◆ Dataset excerpts:
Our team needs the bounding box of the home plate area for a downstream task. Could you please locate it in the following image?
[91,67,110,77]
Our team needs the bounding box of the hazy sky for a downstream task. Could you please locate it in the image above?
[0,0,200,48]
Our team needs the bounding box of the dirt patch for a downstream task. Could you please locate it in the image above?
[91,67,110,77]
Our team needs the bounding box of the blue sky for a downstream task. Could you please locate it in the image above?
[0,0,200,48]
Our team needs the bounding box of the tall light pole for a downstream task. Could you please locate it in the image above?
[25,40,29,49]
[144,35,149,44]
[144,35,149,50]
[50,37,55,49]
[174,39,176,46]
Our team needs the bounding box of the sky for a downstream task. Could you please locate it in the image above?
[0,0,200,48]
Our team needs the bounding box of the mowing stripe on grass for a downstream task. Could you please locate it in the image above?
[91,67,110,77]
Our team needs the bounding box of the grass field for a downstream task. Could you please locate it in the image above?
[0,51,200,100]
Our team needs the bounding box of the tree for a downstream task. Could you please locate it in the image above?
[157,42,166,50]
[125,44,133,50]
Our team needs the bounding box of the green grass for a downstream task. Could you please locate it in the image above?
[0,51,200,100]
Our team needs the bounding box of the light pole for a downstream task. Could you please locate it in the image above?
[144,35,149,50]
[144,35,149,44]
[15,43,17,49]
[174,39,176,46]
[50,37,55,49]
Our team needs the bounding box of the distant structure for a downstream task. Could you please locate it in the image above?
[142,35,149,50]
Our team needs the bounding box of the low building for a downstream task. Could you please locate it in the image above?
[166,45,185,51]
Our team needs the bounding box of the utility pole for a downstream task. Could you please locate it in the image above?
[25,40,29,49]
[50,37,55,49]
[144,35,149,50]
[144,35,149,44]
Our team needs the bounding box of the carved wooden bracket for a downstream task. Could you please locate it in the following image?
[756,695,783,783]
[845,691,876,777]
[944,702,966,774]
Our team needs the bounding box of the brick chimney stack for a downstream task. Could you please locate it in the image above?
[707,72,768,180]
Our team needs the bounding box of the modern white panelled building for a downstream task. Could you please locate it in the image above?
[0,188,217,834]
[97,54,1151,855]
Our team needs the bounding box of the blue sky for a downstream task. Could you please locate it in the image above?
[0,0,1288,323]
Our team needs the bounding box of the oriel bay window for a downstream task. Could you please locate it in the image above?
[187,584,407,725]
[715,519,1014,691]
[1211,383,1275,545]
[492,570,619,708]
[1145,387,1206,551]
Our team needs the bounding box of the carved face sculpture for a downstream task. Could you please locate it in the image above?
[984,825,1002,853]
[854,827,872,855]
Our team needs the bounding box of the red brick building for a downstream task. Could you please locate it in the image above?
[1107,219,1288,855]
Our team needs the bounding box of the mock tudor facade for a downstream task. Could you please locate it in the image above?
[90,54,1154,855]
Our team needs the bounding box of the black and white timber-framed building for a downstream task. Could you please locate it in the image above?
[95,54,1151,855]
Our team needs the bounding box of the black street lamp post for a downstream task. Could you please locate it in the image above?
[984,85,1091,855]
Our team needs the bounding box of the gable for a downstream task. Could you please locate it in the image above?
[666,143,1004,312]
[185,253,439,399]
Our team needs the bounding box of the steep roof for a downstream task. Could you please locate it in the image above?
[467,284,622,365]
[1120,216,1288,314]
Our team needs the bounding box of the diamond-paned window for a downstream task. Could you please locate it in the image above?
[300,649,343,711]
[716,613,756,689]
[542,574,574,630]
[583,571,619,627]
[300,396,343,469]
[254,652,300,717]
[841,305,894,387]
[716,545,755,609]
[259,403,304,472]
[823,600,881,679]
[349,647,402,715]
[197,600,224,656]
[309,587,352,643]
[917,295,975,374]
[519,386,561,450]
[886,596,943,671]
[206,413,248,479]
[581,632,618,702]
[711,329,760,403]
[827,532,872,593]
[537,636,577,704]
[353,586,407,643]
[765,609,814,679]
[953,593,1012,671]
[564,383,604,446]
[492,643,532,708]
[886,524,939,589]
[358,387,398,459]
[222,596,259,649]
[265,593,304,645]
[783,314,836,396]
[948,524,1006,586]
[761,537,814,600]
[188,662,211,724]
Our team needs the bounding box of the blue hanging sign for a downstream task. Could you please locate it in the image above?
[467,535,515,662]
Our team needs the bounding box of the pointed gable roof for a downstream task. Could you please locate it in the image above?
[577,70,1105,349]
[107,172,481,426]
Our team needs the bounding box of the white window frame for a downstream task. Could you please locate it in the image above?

◆ Task: Copy the listing word for word, from the line containing "Our team needs the bounding box of the blue hanging" through the line containing "[107,172,481,426]", including both of those lines.

◆ Written answer:
Our team needs the bounding box of the blue hanging sign for a downstream task. Could you please locate it in the image above?
[467,535,515,662]
Our team needs the bounding box of the pointed gable roof for a downstream task. Could you please locate it in the image above?
[577,70,1105,349]
[107,172,481,426]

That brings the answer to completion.